▶ _文章_
>>>

HUE配置文件hue.ini 的hive和beeswax模塊詳解(圖文詳解)(分HA集群和非HA集群)


 

 

不多說,直接上干貨!

 

 

  我的集群機器情況是 bigdatamaster(192.168.80.10)、bigdataslave1(192.168.80.11)和bigdataslave2(192.168.80.12)

  然后,安裝目錄是在/home/hadoop/app下。

 

  官方建議在master機器上安裝Hue,我這里也不例外。安裝在bigdatamaster機器上。

 

 Hue版本:hue-3.9.0-cdh5.5.4
 需要編譯才能使用(聯網)


 說給大家的話:大家電腦的配置好的話,一定要安裝cloudera manager。畢竟是一家人的。
同時,我也親身經歷過,會有部分組件版本出現問題安裝起來要個大半天時間去排除,做好心里准備。廢話不多說,因為我目前讀研,自己筆記本電腦最大8G,只能玩手動來練手。
純粹是為了給身邊沒高配且條件有限的學生黨看的! 但我已經在實驗室機器群里搭建好cloudera manager 以及 ambari都有。

大數據領域兩大最主流集群管理工具Ambari和Cloudera Manger

Cloudera安裝搭建部署大數據集群(圖文分五大步詳解)(博主強烈推薦)

Ambari安裝搭建部署大數據集群(圖文分五大步詳解)(博主強烈推薦)

 

 

 

 

 

 

 

  首先,在這里,先給大家普及知識。

對於hive的安裝是有3種方式的:

1.本地derby

2.本地mysql (比如master、slave1、slave2集群。hive一般我是安裝在master上)(也叫作hive單用戶模式)

  當然,你也來個master、slave1、slave2集群,外加client專門來安裝hive、sqoop、azkaban這樣的。

  或者,你也來個master、slave1、slave2、slave3、slave4集群,hive一般我也是安裝在master上。

3..遠端mysql (在主從上配)(也叫作hive多用戶模式)

  (比如master、slave1、slave2集群。hive一般我是安裝在master和slave1上)

  或者,你也來個master、slave1、slave2、slave3、slave4集群,hive一般我也是安裝在master和slave1上。

Hadoop Hive概念學習系列之hive三種方式區別和搭建、HiveServer2環境搭建、HWI環境搭建和beeline環境搭建(五)

 

 

 

 

https://www.cloudera.com/documentation/enterprise/latest/topics/cdh_ig_hue_config.html#concept_ezg_b2s_hl

 

 

 

 

 

    首先,來看看官網提供的參考步驟

 

http://archive.cloudera.com/cdh5/cdh/5/hue-3.9.0-cdh5.5.0/manual.html

 

 

 

 

 

 

 

 

 

 

一、以下是默認的配置文件

 

###########################################################################
# Settings to configure Beeswax with Hive
###########################################################################

[beeswax]

  # Host where HiveServer2 is running.
  # If Kerberos security is enabled, use fully-qualified domain name (FQDN).
  ## hive_server_host=localhost

  # Port where HiveServer2 Thrift server runs on.
  ## hive_server_port=10000

  # Hive configuration directory, where hive-site.xml is located
  ## hive_conf_dir=/etc/hive/conf

  # Timeout in seconds for thrift calls to Hive service
  ## server_conn_timeout=120

  # Choose whether to use the old GetLog() thrift call from before Hive 0.14 to retrieve the logs.
  # If false, use the FetchResults() thrift call from Hive 1.0 or more instead.
  ## use_get_log_api=false

  # Set a LIMIT clause when browsing a partitioned table.
  # A positive value will be set as the LIMIT. If 0 or negative, do not set any limit.

<<<

▶ _数据摘录_
>>>

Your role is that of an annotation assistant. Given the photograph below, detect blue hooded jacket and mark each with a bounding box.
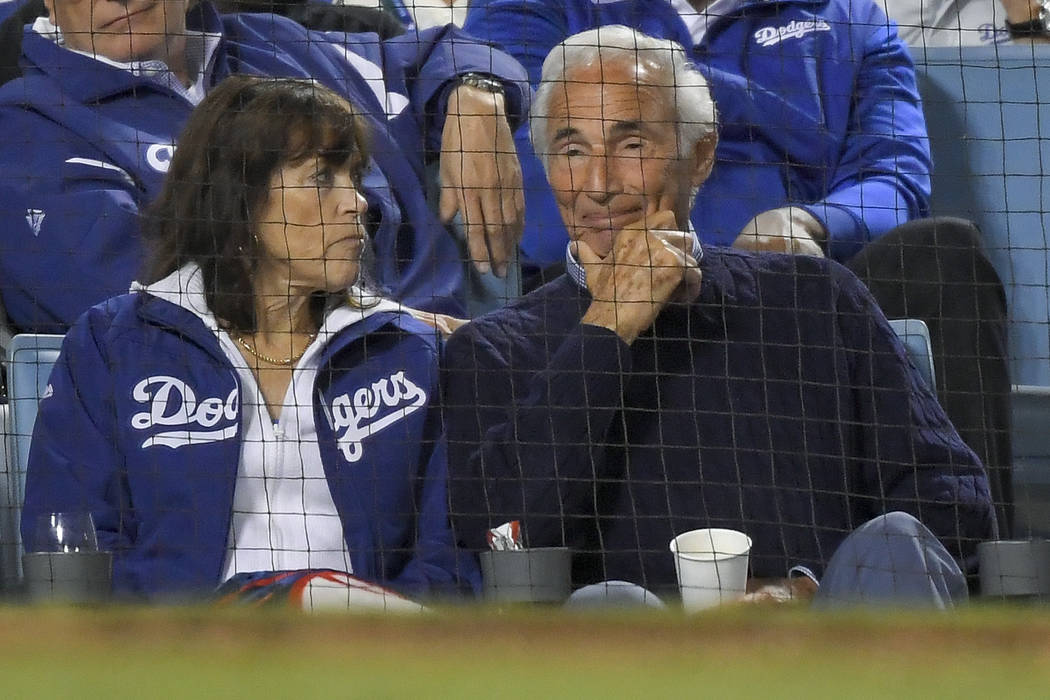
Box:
[22,293,479,597]
[0,2,529,333]
[464,0,931,264]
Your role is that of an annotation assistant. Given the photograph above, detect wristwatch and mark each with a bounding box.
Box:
[1006,0,1050,39]
[456,72,503,94]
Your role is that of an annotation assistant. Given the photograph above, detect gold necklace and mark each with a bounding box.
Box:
[233,331,317,367]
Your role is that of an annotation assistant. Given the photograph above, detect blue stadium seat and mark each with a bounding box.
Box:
[915,44,1050,386]
[1010,385,1050,537]
[0,334,63,590]
[889,318,937,394]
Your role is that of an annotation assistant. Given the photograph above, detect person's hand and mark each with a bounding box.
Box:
[573,210,700,343]
[740,576,818,603]
[733,207,827,257]
[1002,0,1050,44]
[439,85,525,277]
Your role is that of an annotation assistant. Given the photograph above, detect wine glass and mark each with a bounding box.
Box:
[26,511,99,553]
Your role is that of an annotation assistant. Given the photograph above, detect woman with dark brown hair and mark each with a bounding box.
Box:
[24,77,477,596]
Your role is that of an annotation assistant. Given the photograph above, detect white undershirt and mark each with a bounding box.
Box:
[219,332,354,579]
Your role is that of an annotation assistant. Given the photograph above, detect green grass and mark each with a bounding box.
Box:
[0,608,1050,700]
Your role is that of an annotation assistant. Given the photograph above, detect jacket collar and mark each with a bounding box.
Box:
[130,263,402,363]
[21,1,225,103]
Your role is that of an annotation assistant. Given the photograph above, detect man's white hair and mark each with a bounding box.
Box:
[529,24,718,168]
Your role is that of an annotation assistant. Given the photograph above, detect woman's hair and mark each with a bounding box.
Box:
[142,76,369,333]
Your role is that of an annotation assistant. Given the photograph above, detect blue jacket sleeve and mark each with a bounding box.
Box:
[444,321,631,550]
[463,0,570,85]
[21,311,135,570]
[393,386,481,598]
[833,260,998,571]
[328,25,531,151]
[0,106,143,333]
[796,9,932,260]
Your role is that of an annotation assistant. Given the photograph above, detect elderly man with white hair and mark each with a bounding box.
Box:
[445,26,996,606]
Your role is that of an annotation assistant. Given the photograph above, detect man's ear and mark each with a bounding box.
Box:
[690,131,718,189]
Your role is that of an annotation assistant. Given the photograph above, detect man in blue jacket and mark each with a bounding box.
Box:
[0,0,529,332]
[445,27,996,604]
[464,0,1012,527]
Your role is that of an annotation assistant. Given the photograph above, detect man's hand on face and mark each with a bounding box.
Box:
[733,207,827,257]
[440,85,525,277]
[573,210,700,343]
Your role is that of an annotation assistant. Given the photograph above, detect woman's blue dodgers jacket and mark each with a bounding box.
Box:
[464,0,931,262]
[22,294,479,597]
[0,2,529,333]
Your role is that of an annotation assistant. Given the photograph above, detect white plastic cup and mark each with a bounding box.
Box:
[670,528,751,612]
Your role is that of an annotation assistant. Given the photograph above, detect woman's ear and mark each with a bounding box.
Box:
[690,131,718,189]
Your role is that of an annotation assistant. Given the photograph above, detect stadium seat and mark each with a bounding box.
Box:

<<<

▶ _任务要求_
文章给出的默认配置文件在 [beeswax] 部分中列出了哪些带默认值的配置项？请写出每一项的名称及其默认值。 这些记录是独立的材料，与文章内容无关。

▶ _参考答案_
hive_server_host=localhost
hive_server_port=10000
hive_conf_dir=/etc/hive/conf
server_conn_timeout=120
use_get_log_api=false